* **What you have to do**:
Return each of the items below verbatim, line for line, and omit the pictures from your output.

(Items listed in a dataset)
-- -- --
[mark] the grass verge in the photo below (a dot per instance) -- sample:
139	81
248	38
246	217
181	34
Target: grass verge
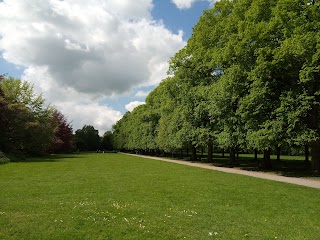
-- -- --
* **Output for this task**:
[mark] the grass verge in the photo below (a dot per instance) -- sample:
139	81
248	38
246	217
181	34
Target: grass verge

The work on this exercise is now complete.